→ EXERCISE INSTRUCTIONS:
**1)** In the sermon on the Lord's supper, what does the word communion mean?
**2)** Please explain why, according to the sermon on the Lord's supper, Paul told the church in Corinth that they could not eat the Lord's supper.
**3)** Carry on the sermon on the Lord's supper from its final sentence.

→ EXCERPT TO READ:
○ ○ ○ ○ ○
The Lord’s people are to take the Lord’s supper on the Lord’s day. But now most importantly, let’s ask, what was the Lord’s supper that church partook of? I want you to notice several things about it today. First of all, it was a communion. Let’s read again 1 Corinthians 10:16, and let’s also read verse 17. Here it says, The cup of blessing which we bless, is it not the communion of the blood of Christ? The bread which we break, is it not the communion of the body of Christ? For we, though many, are one bread and one body, for we all partake of that one bread. He calls it a communion. The word communion means participation, fellowship, that which is shared in common.
The Lord’s supper is a communion, or as somebody put it, a common union with the Lord and his people. Did you notice in these verses that the communion is not only with the Lord, but with other Christians? In fact, to partake of the common bread and the cup is what makes the church. Just as families gather around the table to eat in their homes, so the family of God is brought together around the table of the Lord in his house, the church. This was why the apostle Paul told the church in Corinth that they didn’t come together to eat the Lord’s supper. They were divided, not united as the family of God should be. They had parties you read about in the first several chapters of Paul’s letter to this church. They had lawsuits against one another. And they were all divided in their assemblies, as you read here in chapter 11 and 12 and 13 and 14. And so to this divided church Paul said, you can’t eat the Lord’s supper.
Read with me 1 Corinthians 11:17-20. Now in giving these instructions, I do not praise you, since you come together not for the better, but for the worse. For first of all, when you come together as a church I hear that there are divisions among you; and in part I believe it. For there must also be factions among you, that those who are approved may be recognized among you. And therefore, when you come together in one place, it is not to eat the Lord’s supper.
No, you see, they could not partake of that supper because they were a divided people. And still today we may go through the motions of partaking the Lord’s supper, we may take the bread and take the cup, but if we’re divided, if there are factions among us, if we have formed little parties in our congregations or cliques and leaving others out, if there is a division between the rich and the poor, between the young and the old and the black and the white and the male and the female, then we are not united together in the love of God, in the faith of the scriptures; we are divided, and we cannot partake the Lord’s supper. We must love and we must care for one another, we must treat one another as brothers and sisters in the Lord, or we’re not partaking of the Lord’s supper.
If we want to partake of the Lord’s supper, we must be united in the faith and the love of God. It’s a communion, a common union, a fellowship with the Lord and one another in the body of Christ. But now let’s notice a second thing today. Not only was that supper a communion for that church you read about in the Bible, it was also a memorial. It was a remembrance, as is expressed by the phrase, This do in remembrance of Me, a phrase that is etched on the communion tables in many churches today. But let’s go back and let’s read Paul’s description of what happened that night when Jesus instituted this memorial supper, the Lord’s supper. 1 Corinthians chapter 11, look with me in verses 23 through 25. For I received from the Lord that which I also delivered to you, that the Lord Jesus, on the same night in which He was betrayed, took bread. And when He had given thanks, He broke it and said, Take, eat; this is My body which is broken for you. This do in remembrance of Me. In the same manner He also took the cup after supper, saying, This cup is the new covenant in My blood. This do as often as you drink it in remembrance of Me.
○ ○ ○ ○ ○
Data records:
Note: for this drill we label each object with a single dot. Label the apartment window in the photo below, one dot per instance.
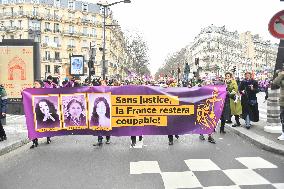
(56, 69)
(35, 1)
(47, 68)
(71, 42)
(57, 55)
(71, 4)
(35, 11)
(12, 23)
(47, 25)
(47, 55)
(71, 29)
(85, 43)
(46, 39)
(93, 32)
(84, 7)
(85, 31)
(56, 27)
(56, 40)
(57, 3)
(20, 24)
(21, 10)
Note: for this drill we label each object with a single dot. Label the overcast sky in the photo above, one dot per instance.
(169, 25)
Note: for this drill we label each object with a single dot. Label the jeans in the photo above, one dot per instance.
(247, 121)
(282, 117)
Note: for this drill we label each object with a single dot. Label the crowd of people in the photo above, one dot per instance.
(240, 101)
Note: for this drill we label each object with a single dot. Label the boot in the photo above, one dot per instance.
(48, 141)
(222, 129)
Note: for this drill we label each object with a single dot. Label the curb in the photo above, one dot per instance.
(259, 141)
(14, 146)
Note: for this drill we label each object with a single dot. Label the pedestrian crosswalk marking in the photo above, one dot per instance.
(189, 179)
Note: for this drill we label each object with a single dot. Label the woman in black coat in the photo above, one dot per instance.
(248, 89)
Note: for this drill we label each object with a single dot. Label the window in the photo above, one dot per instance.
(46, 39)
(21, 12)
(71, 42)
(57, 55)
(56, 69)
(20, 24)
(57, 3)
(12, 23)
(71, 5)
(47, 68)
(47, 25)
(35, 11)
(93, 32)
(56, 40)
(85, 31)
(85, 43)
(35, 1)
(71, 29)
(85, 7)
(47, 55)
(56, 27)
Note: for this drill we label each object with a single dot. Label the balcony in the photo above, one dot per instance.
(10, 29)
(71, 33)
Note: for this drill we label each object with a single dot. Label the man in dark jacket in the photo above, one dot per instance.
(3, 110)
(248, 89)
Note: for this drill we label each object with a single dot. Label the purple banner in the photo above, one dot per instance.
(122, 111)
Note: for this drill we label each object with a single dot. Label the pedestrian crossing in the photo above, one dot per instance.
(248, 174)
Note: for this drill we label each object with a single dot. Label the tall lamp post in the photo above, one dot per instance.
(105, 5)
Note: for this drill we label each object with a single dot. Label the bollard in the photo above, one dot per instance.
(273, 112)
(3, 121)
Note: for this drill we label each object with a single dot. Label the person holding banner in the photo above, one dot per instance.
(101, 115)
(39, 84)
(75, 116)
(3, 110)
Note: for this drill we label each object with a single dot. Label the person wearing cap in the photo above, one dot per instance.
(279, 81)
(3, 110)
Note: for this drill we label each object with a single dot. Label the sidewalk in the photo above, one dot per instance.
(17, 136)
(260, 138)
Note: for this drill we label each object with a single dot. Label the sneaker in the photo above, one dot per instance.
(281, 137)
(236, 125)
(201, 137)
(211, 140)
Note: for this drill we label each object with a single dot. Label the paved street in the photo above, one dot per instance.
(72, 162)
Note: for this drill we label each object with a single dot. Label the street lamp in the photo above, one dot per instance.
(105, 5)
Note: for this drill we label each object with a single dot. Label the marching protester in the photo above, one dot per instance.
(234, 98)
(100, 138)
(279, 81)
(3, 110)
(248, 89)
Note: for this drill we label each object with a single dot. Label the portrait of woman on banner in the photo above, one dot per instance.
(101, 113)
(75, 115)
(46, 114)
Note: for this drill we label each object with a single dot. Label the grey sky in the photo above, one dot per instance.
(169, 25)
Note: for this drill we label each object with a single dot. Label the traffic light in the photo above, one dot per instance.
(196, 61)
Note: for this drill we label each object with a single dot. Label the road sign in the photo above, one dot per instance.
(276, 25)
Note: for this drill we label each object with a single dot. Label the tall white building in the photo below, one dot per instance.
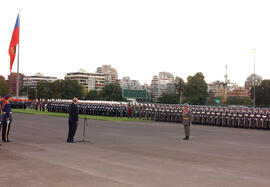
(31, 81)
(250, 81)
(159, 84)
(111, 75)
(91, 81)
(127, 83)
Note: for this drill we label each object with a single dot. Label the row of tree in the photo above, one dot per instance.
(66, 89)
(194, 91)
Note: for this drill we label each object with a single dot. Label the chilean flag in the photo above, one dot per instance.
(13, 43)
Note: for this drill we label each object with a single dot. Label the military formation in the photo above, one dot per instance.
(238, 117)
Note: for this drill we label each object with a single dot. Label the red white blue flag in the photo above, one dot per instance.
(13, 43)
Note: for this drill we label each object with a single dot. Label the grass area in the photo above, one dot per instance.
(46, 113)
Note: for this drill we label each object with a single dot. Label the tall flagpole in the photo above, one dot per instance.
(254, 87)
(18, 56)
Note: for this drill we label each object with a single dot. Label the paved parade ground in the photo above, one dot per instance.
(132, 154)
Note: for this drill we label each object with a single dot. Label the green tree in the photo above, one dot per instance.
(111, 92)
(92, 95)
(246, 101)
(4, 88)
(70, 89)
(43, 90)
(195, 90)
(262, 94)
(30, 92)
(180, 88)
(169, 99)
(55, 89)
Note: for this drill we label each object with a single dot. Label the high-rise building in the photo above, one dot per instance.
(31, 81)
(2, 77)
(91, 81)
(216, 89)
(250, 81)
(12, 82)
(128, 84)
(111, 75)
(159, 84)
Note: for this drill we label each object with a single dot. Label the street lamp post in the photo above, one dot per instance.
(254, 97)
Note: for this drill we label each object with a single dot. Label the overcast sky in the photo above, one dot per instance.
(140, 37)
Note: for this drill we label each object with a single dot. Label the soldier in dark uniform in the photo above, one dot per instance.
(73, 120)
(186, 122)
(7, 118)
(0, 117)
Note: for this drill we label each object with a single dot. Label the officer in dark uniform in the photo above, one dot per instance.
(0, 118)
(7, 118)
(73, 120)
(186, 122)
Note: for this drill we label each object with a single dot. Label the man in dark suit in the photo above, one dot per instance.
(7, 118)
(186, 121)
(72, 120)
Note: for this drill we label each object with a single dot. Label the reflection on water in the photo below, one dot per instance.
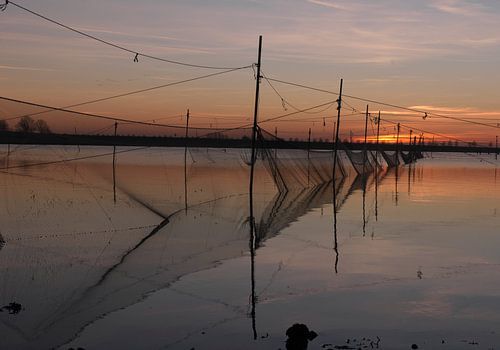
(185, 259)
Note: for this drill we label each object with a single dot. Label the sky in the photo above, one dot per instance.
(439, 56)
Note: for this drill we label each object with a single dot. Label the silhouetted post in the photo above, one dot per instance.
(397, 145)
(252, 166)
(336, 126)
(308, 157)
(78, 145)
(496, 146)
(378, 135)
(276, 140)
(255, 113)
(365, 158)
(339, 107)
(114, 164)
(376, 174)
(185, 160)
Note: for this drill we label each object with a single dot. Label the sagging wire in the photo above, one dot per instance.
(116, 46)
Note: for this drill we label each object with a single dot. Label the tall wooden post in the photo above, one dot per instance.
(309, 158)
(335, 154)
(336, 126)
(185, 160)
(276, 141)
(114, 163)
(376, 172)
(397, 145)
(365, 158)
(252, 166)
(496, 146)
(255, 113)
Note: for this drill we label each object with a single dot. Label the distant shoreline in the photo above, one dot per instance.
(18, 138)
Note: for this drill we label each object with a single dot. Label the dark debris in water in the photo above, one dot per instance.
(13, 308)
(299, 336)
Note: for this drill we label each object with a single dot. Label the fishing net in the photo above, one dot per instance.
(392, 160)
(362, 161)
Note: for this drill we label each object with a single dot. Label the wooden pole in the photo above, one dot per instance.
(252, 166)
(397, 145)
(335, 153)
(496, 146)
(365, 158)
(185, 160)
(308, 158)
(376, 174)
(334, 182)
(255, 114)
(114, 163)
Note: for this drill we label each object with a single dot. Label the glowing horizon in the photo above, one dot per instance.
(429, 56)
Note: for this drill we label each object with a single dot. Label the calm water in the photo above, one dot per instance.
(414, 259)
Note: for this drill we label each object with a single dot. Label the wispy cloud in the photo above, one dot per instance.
○ ○ ○ ○ ○
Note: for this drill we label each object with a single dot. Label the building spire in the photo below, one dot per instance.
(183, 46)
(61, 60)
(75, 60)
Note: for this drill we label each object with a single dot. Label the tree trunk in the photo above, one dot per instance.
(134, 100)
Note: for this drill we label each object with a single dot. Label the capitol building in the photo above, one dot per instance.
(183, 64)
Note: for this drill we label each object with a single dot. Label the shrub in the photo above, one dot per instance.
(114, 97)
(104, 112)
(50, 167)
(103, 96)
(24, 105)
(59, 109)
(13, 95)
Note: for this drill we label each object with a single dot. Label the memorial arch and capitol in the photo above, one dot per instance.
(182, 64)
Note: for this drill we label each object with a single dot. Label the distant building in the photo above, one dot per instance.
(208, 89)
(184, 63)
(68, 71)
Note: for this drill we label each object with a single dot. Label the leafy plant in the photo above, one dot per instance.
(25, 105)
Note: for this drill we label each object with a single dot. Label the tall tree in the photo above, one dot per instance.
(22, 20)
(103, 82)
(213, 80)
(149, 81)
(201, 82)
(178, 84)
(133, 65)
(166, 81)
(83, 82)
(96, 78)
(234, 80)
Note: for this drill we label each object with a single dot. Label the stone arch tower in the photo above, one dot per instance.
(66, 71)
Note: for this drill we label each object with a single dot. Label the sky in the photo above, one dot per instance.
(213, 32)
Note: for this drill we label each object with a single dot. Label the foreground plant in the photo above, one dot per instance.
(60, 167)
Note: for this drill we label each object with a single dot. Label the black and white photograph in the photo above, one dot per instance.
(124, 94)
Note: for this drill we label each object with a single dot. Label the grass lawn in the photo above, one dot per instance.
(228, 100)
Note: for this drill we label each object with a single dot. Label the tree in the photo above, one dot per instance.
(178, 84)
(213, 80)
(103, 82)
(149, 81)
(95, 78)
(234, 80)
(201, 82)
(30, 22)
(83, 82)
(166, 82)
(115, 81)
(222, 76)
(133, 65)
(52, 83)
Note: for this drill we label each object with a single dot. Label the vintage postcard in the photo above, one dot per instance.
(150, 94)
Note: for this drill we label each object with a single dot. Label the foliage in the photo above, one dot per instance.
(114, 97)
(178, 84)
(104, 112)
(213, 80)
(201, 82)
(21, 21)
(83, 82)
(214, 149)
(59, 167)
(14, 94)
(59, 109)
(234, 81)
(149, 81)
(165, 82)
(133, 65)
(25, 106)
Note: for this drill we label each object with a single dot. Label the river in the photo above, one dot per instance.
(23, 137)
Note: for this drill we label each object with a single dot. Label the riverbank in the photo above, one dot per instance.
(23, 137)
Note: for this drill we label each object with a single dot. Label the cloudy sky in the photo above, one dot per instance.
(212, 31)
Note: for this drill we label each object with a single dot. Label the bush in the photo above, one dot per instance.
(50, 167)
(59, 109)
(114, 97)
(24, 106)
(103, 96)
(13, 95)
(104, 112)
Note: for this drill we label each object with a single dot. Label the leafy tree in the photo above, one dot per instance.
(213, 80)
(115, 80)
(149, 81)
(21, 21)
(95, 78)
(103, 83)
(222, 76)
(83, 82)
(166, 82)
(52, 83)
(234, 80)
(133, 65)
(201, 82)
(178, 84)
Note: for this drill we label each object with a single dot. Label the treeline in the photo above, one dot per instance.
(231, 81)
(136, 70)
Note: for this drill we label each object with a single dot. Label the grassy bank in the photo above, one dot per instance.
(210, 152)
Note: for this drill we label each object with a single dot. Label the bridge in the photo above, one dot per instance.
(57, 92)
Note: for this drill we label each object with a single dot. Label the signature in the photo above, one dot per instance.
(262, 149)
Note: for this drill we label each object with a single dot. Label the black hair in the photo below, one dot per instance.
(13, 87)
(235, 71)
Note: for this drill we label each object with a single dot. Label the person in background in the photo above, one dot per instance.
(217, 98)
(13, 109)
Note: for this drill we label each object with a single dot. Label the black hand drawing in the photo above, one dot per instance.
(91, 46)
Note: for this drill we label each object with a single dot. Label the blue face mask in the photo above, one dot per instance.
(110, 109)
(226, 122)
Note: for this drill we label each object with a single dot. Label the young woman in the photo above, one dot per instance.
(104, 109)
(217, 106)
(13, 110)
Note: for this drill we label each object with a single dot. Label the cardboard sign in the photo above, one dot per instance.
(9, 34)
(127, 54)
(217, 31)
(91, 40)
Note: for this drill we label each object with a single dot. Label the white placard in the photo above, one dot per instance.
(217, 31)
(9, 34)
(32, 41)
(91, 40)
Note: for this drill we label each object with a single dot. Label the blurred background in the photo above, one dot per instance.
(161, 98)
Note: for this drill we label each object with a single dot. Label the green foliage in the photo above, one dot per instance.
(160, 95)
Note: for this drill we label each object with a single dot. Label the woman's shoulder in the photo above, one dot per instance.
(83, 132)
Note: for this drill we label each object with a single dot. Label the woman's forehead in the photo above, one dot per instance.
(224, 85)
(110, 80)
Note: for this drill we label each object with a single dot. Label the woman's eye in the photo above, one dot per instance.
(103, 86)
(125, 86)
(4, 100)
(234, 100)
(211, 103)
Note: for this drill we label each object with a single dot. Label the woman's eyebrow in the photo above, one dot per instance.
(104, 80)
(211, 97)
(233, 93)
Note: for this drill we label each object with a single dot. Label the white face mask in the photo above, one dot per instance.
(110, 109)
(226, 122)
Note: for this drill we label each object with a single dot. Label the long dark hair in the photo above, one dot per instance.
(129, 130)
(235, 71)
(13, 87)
○ ○ ○ ○ ○
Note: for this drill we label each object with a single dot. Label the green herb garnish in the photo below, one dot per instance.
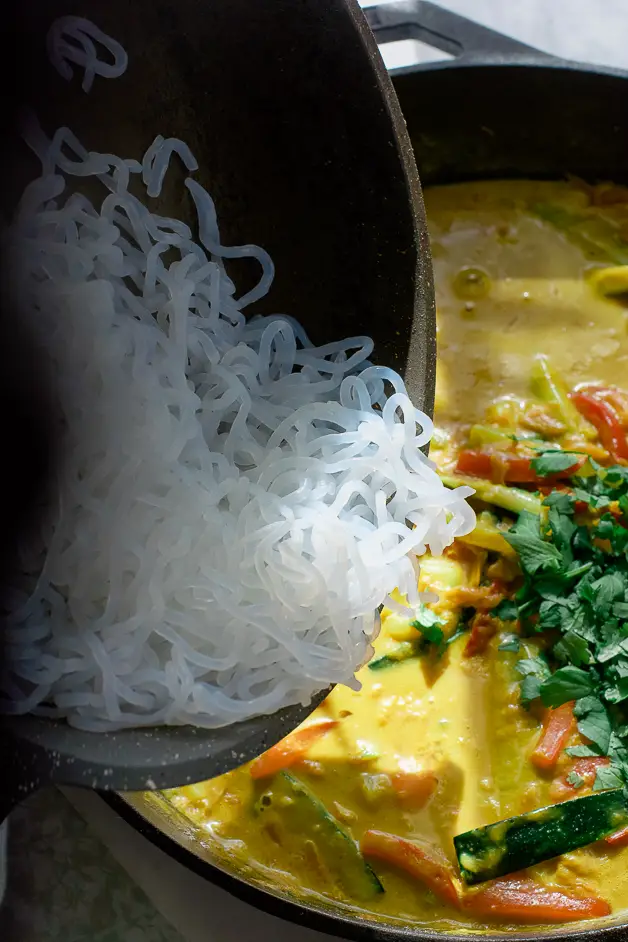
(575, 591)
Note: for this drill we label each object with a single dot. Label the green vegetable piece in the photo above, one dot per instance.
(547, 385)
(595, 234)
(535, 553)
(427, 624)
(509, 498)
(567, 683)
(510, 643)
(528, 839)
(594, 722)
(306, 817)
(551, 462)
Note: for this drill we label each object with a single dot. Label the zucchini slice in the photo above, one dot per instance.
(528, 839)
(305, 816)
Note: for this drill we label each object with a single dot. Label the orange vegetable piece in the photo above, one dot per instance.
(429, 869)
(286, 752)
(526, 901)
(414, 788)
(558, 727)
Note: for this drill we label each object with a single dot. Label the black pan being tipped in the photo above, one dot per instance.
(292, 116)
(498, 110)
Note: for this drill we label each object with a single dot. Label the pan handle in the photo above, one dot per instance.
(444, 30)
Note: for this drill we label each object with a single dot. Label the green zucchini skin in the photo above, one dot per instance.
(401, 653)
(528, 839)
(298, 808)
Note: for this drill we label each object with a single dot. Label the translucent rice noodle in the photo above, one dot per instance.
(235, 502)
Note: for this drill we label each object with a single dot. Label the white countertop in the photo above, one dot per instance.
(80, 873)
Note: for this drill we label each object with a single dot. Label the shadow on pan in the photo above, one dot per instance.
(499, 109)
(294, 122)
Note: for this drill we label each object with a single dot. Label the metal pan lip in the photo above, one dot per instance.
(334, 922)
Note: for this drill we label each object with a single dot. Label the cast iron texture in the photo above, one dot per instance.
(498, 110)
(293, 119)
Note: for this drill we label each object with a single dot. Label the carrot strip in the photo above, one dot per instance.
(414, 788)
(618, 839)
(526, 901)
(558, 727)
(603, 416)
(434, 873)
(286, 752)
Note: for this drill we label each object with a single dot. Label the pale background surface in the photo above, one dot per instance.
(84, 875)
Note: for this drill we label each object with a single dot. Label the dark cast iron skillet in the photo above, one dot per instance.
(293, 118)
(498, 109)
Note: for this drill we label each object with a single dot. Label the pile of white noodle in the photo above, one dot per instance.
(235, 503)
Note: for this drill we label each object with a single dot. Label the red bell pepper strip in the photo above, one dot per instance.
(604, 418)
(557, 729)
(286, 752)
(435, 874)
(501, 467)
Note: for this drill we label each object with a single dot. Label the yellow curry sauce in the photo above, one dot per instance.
○ ○ ○ ○ ○
→ RESPONSES FOR EACH TASK:
**1)** It means participation, fellowship, that which is shared in common.

**2)** The Corinthian church was divided rather than united as the family of God should be. It had parties, lawsuits against one another, and divisions in its assemblies. Since the Lord's supper is a communion with the Lord and with other Christians, a divided people could not partake of it.

**3)**
Yes, from this we learn that the Lord’s supper involved a partaking of two elements: The bread and the cup. The bread and the cup that was used in the Passover meal where the Lord instituted this supper would have been unleavened bread, it would have been an unfermented fruit of the vine, the juice of the grape, as Passover would contain no symbols of corruption like leaven or fermentation. And you can read about the background of that great feast in Exodus 12, and the apostle Paul also makes comment concerning this in 1 Corinthians chapter 5. But now the Lord’s supper that was instituted there at that Passover meal the night in which Jesus was betrayed is now a part of the worship of the New Testament church. Now, sometimes in the church we’ll argue about whether it ought to be one loaf or different pieces of the unleavened bread or whether it ought to be one cup or many different cups; but I want you to notice that the Bible is not talking about one piece of bread or one cup, but a common loaf, a common cup. If you notice back in 1 Corinthians 11:16-17 that the apostle Paul said, The bread which we break.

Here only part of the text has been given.